--- Prompt ---
Please scale everything from the line containing "table in this photo." down to the end of the entries, both ends included, reproducing every line in that stretch. Multiply each point coordinate in the answers by 0.25 and round to whole numbers, halves up, leaving all other text unchanged.
** Start of Task input **
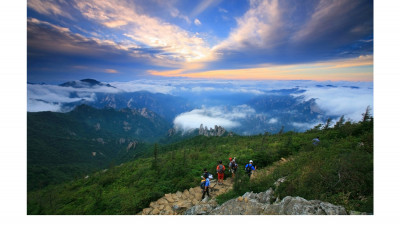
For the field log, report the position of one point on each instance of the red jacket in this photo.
(222, 167)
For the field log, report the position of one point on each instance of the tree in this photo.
(340, 122)
(328, 123)
(155, 153)
(367, 115)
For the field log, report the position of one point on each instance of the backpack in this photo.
(221, 169)
(233, 165)
(203, 184)
(248, 168)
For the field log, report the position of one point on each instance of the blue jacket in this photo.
(251, 166)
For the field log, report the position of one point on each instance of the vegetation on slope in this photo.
(339, 170)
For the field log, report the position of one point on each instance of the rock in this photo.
(331, 209)
(299, 206)
(279, 181)
(203, 209)
(168, 210)
(147, 211)
(169, 199)
(155, 211)
(265, 197)
(357, 213)
(153, 205)
(195, 201)
(234, 207)
(162, 201)
(192, 191)
(186, 194)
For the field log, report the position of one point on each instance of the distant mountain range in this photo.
(268, 112)
(64, 145)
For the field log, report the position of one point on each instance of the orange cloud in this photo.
(350, 69)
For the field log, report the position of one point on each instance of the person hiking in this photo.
(205, 183)
(250, 168)
(233, 166)
(205, 173)
(220, 171)
(316, 141)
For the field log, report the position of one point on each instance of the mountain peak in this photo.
(84, 83)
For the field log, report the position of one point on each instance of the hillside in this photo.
(339, 170)
(64, 146)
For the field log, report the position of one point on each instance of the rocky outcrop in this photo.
(188, 202)
(217, 131)
(260, 204)
(131, 145)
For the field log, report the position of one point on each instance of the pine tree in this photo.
(366, 115)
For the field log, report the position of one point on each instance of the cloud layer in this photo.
(131, 38)
(226, 117)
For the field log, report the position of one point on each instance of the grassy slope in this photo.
(339, 170)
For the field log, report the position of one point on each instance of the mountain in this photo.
(85, 83)
(338, 170)
(62, 146)
(166, 106)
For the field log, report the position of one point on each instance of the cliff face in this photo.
(217, 131)
(189, 203)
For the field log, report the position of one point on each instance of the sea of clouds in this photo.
(220, 102)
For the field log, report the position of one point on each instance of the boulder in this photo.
(186, 194)
(299, 206)
(236, 207)
(203, 209)
(162, 201)
(155, 211)
(147, 211)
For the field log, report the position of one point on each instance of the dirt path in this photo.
(177, 203)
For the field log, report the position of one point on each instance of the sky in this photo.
(14, 70)
(124, 40)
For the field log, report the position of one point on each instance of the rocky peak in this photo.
(217, 131)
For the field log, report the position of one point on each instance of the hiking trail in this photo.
(178, 203)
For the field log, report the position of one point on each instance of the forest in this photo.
(338, 170)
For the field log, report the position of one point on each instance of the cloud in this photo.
(222, 10)
(40, 106)
(202, 6)
(273, 120)
(259, 27)
(50, 7)
(274, 31)
(342, 99)
(51, 97)
(110, 71)
(197, 22)
(211, 116)
(144, 85)
(352, 69)
(173, 43)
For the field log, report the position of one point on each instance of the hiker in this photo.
(230, 161)
(316, 141)
(205, 183)
(220, 171)
(233, 166)
(250, 168)
(205, 173)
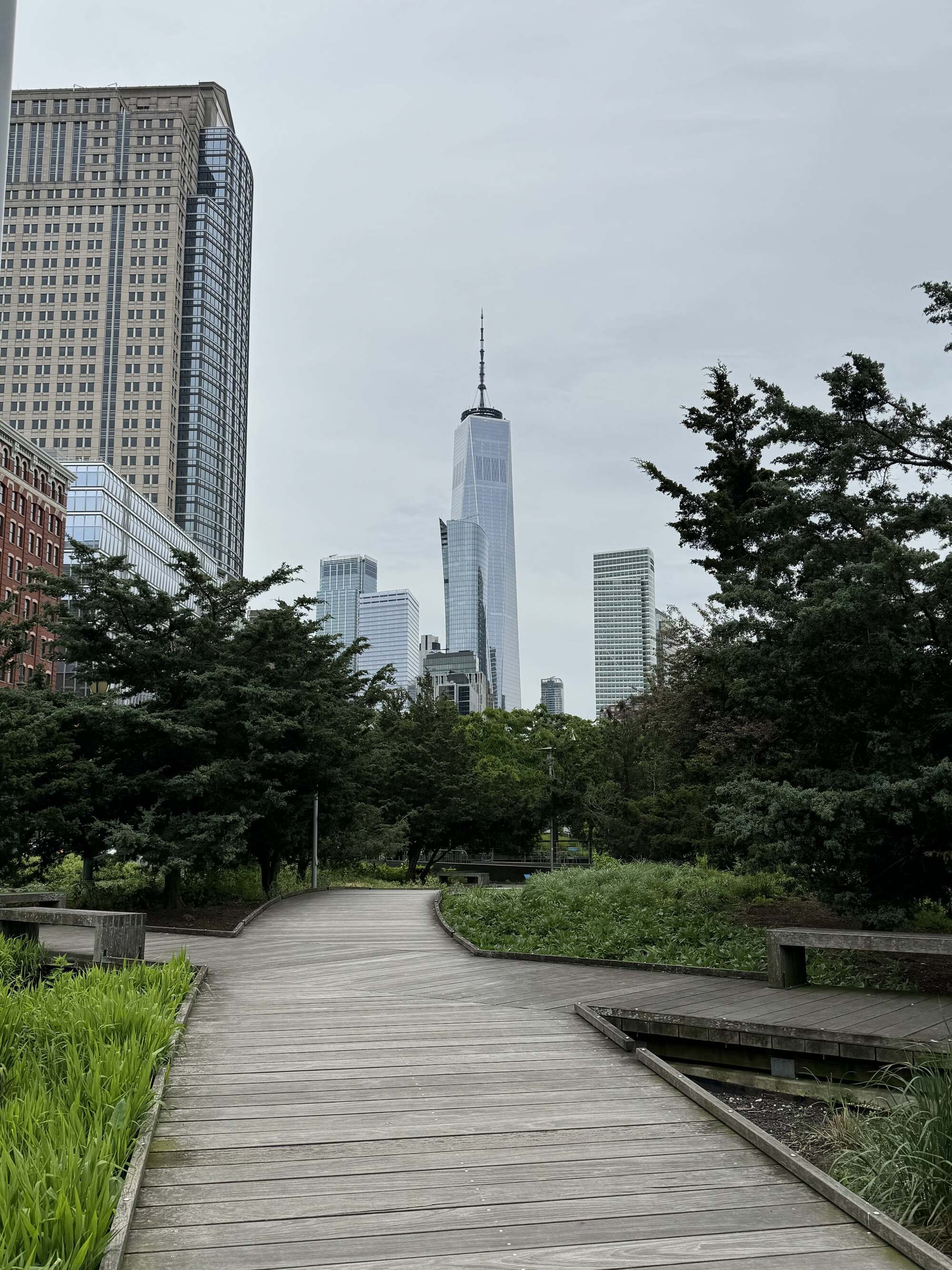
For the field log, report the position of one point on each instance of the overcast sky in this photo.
(630, 190)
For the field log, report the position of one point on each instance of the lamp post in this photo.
(553, 829)
(315, 840)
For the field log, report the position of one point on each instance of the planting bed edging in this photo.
(223, 935)
(873, 1218)
(135, 1172)
(760, 976)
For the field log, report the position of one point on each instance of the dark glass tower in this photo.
(210, 487)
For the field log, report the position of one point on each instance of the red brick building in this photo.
(32, 530)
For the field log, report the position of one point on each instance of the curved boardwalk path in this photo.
(357, 1091)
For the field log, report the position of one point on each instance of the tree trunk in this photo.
(413, 856)
(268, 867)
(172, 893)
(435, 859)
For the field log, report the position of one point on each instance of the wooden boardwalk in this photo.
(357, 1091)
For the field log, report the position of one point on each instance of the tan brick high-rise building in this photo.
(125, 284)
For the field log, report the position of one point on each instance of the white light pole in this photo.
(315, 840)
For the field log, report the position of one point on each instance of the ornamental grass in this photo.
(78, 1054)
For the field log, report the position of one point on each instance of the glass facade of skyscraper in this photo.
(625, 624)
(391, 621)
(105, 512)
(466, 589)
(483, 492)
(343, 581)
(210, 487)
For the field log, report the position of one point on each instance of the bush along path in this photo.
(78, 1054)
(671, 915)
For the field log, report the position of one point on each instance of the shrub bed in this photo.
(78, 1054)
(678, 915)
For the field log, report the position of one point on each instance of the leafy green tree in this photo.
(828, 663)
(423, 771)
(240, 718)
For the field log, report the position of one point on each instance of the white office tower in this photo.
(553, 696)
(465, 590)
(625, 624)
(343, 581)
(391, 621)
(429, 644)
(483, 493)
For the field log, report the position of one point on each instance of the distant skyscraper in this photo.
(553, 696)
(343, 581)
(391, 621)
(429, 644)
(466, 589)
(626, 646)
(151, 185)
(459, 677)
(483, 492)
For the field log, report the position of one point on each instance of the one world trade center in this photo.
(483, 493)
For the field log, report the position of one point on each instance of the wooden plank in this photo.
(309, 1254)
(665, 1207)
(262, 1183)
(832, 1248)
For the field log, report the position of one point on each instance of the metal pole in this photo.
(553, 827)
(315, 841)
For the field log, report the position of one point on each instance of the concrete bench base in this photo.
(119, 936)
(786, 949)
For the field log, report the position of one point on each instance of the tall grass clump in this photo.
(630, 912)
(78, 1054)
(902, 1160)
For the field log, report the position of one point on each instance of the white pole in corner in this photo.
(8, 25)
(315, 841)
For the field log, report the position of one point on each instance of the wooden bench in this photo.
(119, 936)
(470, 877)
(32, 898)
(786, 949)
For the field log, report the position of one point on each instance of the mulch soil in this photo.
(927, 973)
(216, 917)
(794, 1122)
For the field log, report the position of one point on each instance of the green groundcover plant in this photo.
(677, 915)
(78, 1053)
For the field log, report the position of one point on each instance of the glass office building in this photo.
(466, 589)
(210, 483)
(553, 698)
(626, 646)
(391, 621)
(483, 492)
(343, 581)
(105, 512)
(151, 183)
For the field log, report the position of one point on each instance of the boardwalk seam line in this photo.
(873, 1218)
(658, 967)
(605, 1027)
(121, 1223)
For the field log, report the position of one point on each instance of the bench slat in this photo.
(786, 948)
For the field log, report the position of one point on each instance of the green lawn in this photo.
(78, 1053)
(681, 915)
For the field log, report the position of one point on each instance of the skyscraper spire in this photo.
(483, 368)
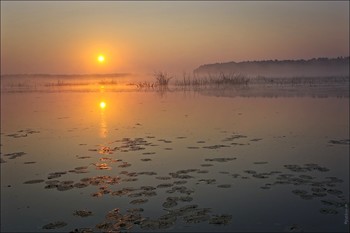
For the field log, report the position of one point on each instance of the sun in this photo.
(101, 58)
(102, 105)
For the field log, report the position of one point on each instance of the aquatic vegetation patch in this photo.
(82, 213)
(54, 225)
(15, 155)
(33, 181)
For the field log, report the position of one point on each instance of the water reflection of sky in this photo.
(73, 124)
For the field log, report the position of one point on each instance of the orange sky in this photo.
(66, 37)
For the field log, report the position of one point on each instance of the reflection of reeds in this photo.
(108, 82)
(221, 79)
(61, 83)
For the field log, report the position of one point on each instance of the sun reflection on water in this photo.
(103, 123)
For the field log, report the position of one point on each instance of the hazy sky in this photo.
(66, 37)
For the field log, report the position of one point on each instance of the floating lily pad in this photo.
(169, 204)
(82, 230)
(294, 228)
(15, 155)
(146, 159)
(138, 201)
(328, 211)
(31, 162)
(82, 213)
(224, 186)
(334, 191)
(220, 219)
(260, 163)
(62, 187)
(33, 181)
(54, 225)
(165, 185)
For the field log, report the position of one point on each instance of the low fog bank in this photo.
(316, 67)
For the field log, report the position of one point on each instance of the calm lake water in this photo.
(173, 160)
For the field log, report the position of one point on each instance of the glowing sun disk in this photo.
(102, 105)
(101, 58)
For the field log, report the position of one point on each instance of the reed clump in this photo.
(220, 79)
(162, 78)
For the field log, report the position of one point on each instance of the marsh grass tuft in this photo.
(162, 78)
(209, 80)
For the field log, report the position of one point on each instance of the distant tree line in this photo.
(315, 67)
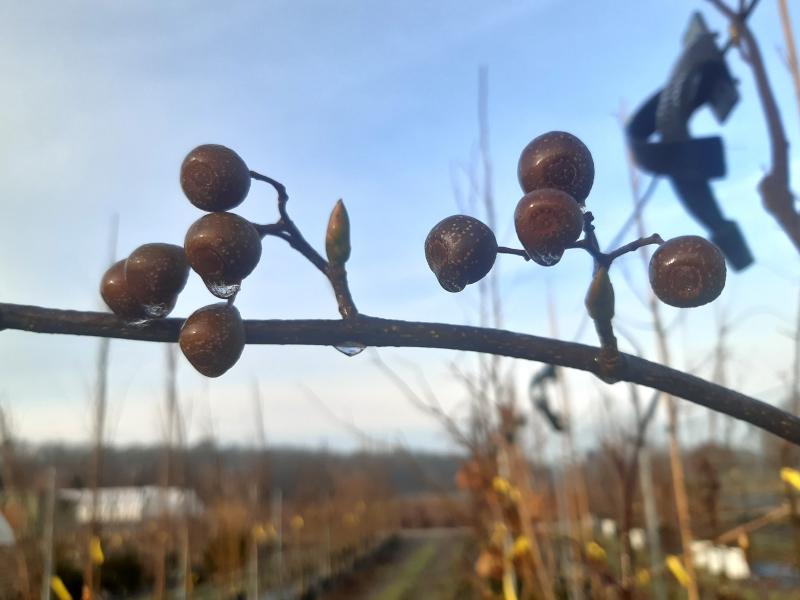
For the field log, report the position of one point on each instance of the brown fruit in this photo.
(223, 248)
(557, 160)
(547, 221)
(460, 250)
(115, 293)
(214, 178)
(687, 271)
(213, 338)
(155, 275)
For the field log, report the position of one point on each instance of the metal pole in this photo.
(47, 542)
(651, 524)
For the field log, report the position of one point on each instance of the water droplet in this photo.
(544, 258)
(157, 311)
(223, 289)
(350, 348)
(138, 323)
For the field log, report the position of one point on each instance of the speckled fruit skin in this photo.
(115, 293)
(460, 250)
(214, 178)
(223, 247)
(547, 221)
(212, 338)
(687, 271)
(557, 160)
(156, 273)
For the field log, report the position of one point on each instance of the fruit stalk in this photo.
(285, 229)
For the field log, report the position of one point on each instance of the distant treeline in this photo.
(210, 469)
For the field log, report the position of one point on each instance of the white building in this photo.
(131, 504)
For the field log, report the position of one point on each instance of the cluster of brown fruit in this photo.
(222, 247)
(556, 172)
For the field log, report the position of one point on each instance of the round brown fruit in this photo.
(687, 271)
(155, 274)
(213, 338)
(117, 296)
(547, 222)
(460, 250)
(223, 248)
(557, 160)
(214, 178)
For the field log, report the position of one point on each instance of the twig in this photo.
(376, 332)
(504, 250)
(774, 186)
(286, 230)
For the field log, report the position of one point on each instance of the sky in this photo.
(375, 103)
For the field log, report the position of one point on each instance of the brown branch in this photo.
(774, 188)
(375, 332)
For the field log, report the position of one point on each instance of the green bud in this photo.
(600, 297)
(337, 237)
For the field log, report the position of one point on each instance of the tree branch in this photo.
(774, 188)
(372, 331)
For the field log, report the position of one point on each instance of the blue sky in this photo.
(373, 102)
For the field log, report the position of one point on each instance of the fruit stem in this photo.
(635, 245)
(505, 250)
(285, 229)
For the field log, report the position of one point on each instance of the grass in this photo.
(409, 572)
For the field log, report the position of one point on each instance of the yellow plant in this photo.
(59, 589)
(595, 551)
(675, 566)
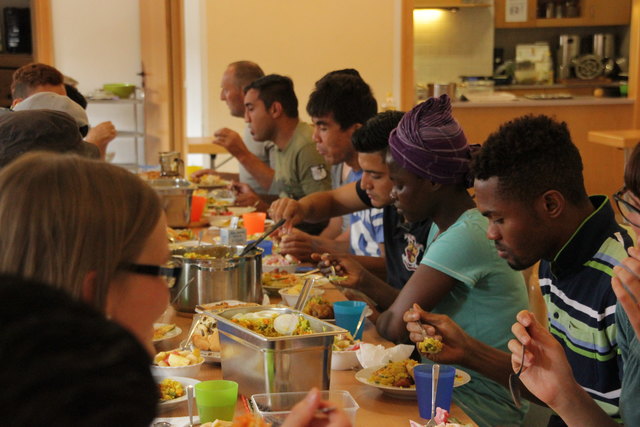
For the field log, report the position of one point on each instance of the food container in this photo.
(262, 364)
(226, 276)
(344, 360)
(176, 199)
(189, 371)
(274, 407)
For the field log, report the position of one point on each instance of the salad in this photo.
(345, 342)
(280, 260)
(267, 323)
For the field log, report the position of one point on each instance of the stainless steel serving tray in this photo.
(262, 364)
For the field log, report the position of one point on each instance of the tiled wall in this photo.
(453, 45)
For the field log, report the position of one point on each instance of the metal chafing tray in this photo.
(262, 364)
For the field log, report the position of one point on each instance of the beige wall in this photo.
(448, 45)
(303, 40)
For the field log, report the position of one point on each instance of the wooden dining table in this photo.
(376, 408)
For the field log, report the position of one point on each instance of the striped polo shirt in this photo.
(581, 304)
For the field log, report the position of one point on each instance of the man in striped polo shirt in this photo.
(529, 185)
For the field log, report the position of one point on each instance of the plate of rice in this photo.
(395, 380)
** End of Task input **
--- Response for this exercise ---
For the field log, report the position of one point on each instance of the wooden dining table in this photo.
(94, 102)
For the field log, report the position of one point on each instance of the striped polo shirt in this photo.
(145, 76)
For the field log, report the position of one point on each instance of the man in striped polo shirt in this photo.
(132, 46)
For the field log, report the position of one point on each instance of the plate of rice in this photo.
(99, 95)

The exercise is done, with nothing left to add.